» **Selected passage**
Greenlight I think has more positive attributes but I am not sure how good his underwriting is.  Poor underwriting has offset investment gains since 2010.  He has done OK in 2013, CR<100 but has had a really benign years for cats.  We will see.  I have no problem with investment side but (like FFH) it is the underwriting which cam stunt growth. 

 

Packer

 

 

I sold GLRE awhile ago so I don't follow it closely, but I don't think they are that exposed to cats.  They are very selective there.  Also, the closest thing I have found to a mini-BRK is MKL.  I just wish they were a little more aggressive on the asset side sometimes.

 

The reason I bring it up is my understanding of your approach is to buy compounders.  I think this is very good tax-efficient strategy but to be successful as Buffet has been you need businesses to buy at reasonable prices and the market a some point has to award you an at least in-line with market multiple.  I see how this can occur at most of your other ideas you mentioned (Lancaster, BRK, FFH and even GLRE).  But I think  BH even if they can find cheap hostile takeover candidate, the market will continue to attribute an "Biglari" discount to the stock price, a big weight other compounders do not have.  I could be wrong but BH is a too hard compounder for me.  Just my 2 cents.

 

Packer

 

This post has me thinking.  Do we care if the multiple adjusts as long as the compounding is high?  Obviously, it will be a bonus, but we still get the high compounding.

 

Also, shouldn't we want discounts? It opens up another lever in the form of buybacks.  In this case though where it appears there could be an ethical issue, Biglari would probably try to raise capital himself and buy the shares rather than do share repurchases to benefit holders.

Posted

I have been reading FFH’s quarterly reports for nearly 15 years.  That is a lot of quarterly reports my friends.  Upon reflection, I believe that the correlation to what I expect and what gets reported quarterly is running at about a (-)0.90!  In other words, you nearly have to be a masochistic to own it as I still do :)  But I guess that trait has to be at least a little present to be a value investor.  This wonderful correlation also makes it hard for the average analyst or portfolio manger that stays in their job around 3 years to ever get a handle on this company.

» **Your task**
Carry the investing forum thread about FFH, Greenlight, and Biglari forward with a few more lines, starting right after its final sentence.

» **Stored records**
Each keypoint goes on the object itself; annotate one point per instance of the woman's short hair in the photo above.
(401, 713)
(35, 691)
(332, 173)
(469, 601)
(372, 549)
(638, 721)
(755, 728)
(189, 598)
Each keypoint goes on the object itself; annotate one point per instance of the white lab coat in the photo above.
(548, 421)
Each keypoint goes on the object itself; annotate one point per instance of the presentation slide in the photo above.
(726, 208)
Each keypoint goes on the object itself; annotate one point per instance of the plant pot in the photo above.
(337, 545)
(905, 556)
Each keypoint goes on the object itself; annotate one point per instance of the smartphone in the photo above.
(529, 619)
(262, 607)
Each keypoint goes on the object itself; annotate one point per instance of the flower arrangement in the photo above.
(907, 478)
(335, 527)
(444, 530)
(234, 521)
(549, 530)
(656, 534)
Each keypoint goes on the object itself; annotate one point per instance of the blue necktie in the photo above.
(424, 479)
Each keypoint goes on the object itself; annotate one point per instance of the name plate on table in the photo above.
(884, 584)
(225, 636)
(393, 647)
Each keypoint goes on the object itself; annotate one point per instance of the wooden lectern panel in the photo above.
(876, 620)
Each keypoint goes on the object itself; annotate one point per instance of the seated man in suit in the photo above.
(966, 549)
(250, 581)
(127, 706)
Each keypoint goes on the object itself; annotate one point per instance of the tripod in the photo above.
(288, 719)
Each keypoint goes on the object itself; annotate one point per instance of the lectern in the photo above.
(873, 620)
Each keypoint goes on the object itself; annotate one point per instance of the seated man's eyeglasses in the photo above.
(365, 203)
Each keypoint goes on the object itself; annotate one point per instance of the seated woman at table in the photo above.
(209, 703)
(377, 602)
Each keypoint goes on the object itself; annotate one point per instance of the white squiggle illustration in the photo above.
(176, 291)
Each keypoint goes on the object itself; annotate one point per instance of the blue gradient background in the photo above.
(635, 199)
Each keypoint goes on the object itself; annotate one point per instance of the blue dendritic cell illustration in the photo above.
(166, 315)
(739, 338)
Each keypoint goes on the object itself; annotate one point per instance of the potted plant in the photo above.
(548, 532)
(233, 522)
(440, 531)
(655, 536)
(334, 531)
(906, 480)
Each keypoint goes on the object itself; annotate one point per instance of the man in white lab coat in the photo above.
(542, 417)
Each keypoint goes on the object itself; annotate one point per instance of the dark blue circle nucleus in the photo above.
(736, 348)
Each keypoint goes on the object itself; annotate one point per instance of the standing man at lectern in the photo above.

» **Answer to the task**
 

Oh well, 3 steps forward, 2 steps back in the slow drip of time arbitrage.

 

Cheers

JEast

Very very rough, but attached is a spreadsheet I use to estimate changes in FFH's book value per share. It focuses on changes in the investment portfolio, and ignores operating results and investments in associates etc. Might be slightly helpful, at least directionally.

FFH_BVPS_estimate.xlsx

Posted
Very very rough, but attached is a spreadsheet I use to estimate changes in FFH's book value per share. It focuses on changes in the investment portfolio, and ignores operating results and investments in associates etc. Might be slightly helpful, at least directionally.

 

Very helpful, many thanks

 

nwoodman

Posted

From the Q3 2013 Conference Call:

It doesn’t show in our statements, but we’re long term in building value.

--Mr. Prem Watsa

 

I think no one on the board believes Mr. Watsa could ever say such a thing, if he weren’t really convinced about it. And I think he knows his company very well, much better than anyone else.

 

Of course, if you think that Mr. Watsa & his team have all of a sudden become blind, or have gone crazy, this won’t be of much comfort to you… Let’s just say that I don’t think they have become blind, nor gone crazy. :)

 

giofranchi

 

Posted

Very very rough, but attached is a spreadsheet I use to estimate changes in FFH's book value per share. It focuses on changes in the investment portfolio, and ignores operating results and investments in associates etc. Might be slightly helpful, at least directionally.

 

Very helpful, many thanks

 

nwoodman

Should be obvious, but I left off taxes which you will want to consider if you use this.

Posted

Of course, if you think that Mr. Watsa & his team have all of a sudden become blind, or have gone crazy, this won’t be of much comfort to you… Let’s just say that I don’t think they have become blind, nor gone crazy. :)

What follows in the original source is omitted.